Complete the following |
(a) Answer these questions about the KPhotoAlbum mailing-list message:
(i) Whom does Johannes ask to review and merge Robert's patches?
(ii) How many images were loaded for the timings?
(iii) What are the old and new times given for 20 MP?
(b) Continue the KPhotoAlbum mailing-list message from the point where it stops.

Quoted text |
[KPhotoAlbum] Speed up new image load time

Johannes Zarl-Zierl johannes at zarl-zierl.at
Tue May 30 20:20:13 BST 2017


Hi Robert,

Thanks for providing these patches! They are appreciated ;-)

I'm a little sleep deprived right now, so please bear with me if I don't merge 
them right away.

@Tobias: If you have time to review and merge Robert's patches, I won't mind 
:)

Cheers,
  Johannes


On Montag, 29. Mai 2017 19:35:50 CEST Robert Krawitz wrote:
> On Mon, 29 May 2017 19:05:47 -0400 (EDT), Robert Krawitz wrote:
> > On Mon, 29 May 2017 18:47:05 -0400 (EDT), Robert Krawitz wrote:
> >> On Mon, 29 May 2017 17:27:49 -0400 (EDT), Robert Krawitz wrote:
> >>> Some timings, for loading 1133 images:
> >>>      	      Old 	  New
> >>> 
> >>> 20 MP	      5:41	  0:32
> >> 
> >> ...

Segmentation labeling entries

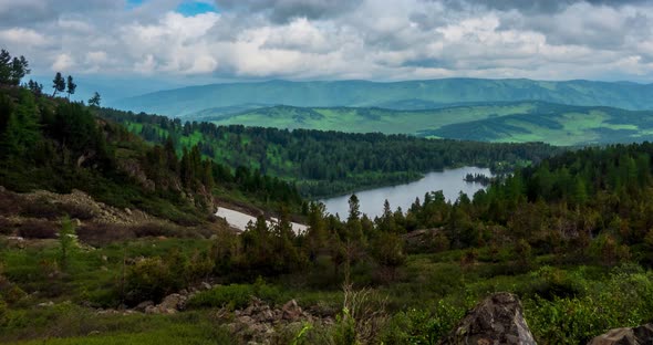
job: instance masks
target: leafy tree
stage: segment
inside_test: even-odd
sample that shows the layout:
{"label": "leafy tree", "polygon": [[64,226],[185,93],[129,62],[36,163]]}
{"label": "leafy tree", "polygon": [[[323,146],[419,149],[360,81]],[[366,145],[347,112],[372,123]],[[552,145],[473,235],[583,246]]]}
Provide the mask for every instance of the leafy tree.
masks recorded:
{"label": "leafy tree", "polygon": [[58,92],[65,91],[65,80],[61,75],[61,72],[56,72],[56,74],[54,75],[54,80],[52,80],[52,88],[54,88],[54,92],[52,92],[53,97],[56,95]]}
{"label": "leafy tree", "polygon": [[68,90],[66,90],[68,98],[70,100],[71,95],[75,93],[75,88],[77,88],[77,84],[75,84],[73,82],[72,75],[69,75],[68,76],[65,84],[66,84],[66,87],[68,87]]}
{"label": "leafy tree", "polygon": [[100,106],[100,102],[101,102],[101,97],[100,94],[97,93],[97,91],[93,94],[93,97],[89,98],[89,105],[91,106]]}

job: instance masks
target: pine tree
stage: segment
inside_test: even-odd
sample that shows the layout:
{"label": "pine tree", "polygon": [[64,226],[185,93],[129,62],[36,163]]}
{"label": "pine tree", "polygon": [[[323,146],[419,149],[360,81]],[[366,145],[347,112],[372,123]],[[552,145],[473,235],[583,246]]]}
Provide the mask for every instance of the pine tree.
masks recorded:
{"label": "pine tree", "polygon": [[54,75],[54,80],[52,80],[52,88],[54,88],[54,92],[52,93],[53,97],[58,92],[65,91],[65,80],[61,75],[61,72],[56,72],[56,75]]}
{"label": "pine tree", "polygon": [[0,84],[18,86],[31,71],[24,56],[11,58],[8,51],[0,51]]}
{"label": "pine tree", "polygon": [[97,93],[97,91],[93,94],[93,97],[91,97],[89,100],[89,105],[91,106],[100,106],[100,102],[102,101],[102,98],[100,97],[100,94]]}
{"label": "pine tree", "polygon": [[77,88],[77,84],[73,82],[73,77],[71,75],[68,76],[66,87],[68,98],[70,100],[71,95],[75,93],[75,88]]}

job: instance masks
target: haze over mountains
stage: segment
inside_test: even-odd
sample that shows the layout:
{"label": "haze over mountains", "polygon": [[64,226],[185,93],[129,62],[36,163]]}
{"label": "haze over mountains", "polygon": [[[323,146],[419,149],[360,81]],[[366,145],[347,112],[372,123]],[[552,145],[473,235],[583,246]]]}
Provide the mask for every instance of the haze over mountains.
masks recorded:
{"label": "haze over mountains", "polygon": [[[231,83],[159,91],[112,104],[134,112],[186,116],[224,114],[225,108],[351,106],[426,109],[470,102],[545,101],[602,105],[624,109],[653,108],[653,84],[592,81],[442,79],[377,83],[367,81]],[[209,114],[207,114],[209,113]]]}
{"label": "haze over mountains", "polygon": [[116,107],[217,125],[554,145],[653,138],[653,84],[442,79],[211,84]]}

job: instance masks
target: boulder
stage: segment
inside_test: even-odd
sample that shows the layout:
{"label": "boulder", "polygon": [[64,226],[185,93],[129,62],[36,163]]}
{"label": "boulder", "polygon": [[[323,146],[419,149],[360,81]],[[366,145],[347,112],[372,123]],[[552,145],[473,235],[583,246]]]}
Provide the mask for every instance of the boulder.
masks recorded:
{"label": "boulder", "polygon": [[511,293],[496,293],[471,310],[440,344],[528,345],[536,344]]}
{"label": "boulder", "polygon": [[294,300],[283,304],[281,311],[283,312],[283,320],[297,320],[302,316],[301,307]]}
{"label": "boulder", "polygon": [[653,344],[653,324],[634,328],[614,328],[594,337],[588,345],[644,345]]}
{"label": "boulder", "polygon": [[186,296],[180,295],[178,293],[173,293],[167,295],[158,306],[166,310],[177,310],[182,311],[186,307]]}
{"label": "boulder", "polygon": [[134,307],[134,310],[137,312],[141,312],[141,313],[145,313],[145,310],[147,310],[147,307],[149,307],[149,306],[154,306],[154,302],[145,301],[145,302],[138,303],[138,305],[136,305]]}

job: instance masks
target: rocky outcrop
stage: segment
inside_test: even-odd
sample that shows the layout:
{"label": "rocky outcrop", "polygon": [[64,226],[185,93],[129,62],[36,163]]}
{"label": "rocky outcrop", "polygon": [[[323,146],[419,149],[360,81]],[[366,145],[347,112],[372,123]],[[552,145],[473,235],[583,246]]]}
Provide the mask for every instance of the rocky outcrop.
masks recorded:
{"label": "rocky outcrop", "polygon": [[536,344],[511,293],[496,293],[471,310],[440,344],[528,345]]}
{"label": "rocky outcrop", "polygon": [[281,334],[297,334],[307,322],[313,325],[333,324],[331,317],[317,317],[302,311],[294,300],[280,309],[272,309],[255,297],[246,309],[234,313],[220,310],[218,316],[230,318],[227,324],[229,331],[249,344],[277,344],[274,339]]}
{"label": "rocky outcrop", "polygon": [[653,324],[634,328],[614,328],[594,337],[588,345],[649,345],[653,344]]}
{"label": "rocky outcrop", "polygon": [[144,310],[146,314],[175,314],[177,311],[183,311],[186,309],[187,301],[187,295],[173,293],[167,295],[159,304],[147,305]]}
--
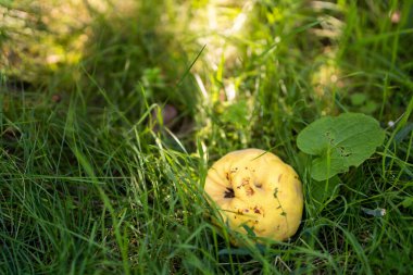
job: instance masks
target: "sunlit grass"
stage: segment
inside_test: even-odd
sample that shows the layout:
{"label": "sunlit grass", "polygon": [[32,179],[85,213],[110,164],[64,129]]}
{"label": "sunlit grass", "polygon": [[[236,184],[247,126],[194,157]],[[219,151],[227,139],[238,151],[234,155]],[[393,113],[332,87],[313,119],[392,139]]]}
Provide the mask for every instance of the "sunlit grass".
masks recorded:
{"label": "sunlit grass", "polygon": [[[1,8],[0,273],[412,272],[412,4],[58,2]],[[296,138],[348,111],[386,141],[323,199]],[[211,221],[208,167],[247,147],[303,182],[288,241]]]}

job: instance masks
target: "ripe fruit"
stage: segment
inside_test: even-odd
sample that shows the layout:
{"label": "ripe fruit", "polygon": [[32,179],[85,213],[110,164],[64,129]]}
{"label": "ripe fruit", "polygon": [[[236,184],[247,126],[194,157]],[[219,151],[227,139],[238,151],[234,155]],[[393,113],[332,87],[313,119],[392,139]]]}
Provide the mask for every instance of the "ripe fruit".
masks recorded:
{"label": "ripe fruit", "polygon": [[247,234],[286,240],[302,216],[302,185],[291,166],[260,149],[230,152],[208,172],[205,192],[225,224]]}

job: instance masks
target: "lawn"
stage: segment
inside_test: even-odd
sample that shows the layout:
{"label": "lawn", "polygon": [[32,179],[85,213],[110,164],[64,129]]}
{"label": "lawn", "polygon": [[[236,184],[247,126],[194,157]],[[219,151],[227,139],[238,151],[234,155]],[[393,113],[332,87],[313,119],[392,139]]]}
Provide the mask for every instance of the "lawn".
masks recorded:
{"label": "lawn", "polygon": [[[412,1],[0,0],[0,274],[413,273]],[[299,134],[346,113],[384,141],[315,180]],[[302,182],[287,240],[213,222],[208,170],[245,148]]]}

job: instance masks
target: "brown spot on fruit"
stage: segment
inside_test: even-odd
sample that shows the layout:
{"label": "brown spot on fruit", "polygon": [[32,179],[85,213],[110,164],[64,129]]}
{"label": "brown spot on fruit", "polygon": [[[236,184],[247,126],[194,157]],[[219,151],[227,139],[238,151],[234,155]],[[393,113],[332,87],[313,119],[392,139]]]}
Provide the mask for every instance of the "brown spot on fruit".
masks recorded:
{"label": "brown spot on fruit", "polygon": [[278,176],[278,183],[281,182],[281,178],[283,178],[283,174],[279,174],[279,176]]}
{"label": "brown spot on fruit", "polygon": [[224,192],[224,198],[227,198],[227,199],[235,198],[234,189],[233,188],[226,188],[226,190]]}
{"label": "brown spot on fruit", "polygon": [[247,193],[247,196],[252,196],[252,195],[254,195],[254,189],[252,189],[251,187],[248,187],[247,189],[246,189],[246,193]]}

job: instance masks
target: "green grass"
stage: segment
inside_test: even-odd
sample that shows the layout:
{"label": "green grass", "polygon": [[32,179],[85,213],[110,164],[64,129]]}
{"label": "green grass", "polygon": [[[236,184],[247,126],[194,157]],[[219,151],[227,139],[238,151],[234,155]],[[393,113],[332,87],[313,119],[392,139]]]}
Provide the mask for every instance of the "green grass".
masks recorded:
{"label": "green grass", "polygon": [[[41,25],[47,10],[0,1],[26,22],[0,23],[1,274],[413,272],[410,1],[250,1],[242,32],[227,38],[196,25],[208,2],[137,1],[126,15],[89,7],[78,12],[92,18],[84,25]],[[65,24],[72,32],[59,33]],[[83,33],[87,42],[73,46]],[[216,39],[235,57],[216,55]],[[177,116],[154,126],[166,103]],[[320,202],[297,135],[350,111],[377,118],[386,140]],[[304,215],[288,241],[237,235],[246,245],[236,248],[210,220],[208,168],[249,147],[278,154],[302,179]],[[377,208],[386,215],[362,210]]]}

Answers to the exercises |
(a)
(i) Tobias
(ii) 1133
(iii) Old 5:41, new 0:32

(b)
> >> 
> >>> It looks like storing the EXIF data in the database takes about 3
> >>> seconds.  The next big time consumer is file version detection; if I
> >>> turn that off, the total time drops off to about 7 seconds.  At that
> >>> point, in a realistic scenario, I'd likely be I/O-bound; if I were
> >>> loading 3000 images (30 GB, typically), I'd need on the order of
> >>> 250-300 seconds just to read the data from disk.  But if someone were
> >>> storing their images on nVME, it might matter.
> >> 
> >> Well, there's some very low hanging fruit here: the modified file
> >> detection computes the MD5 checksum of each file twice!  It's a very
> >> simple matter to get rid of one of those; the time drops to about 20
> >> seconds (which is consistent with what I saw running md5sum on all of
> >> the files: it took about 10 seconds).
> > 
> > If I take out MD5 checksumming altogether it drops to about 8 seconds,
> > as would be expected.
> > 
> > Of that time, about 3-4 seconds is spent in what looks like saving the
> > EXIF data, 2-3 seconds scanning the filesystem, and 2-3 seconds
> > reading the files in (when I interrupted gdb several times during
> > that, it looked like most of it was library routines scanning the EXIF
> > headers).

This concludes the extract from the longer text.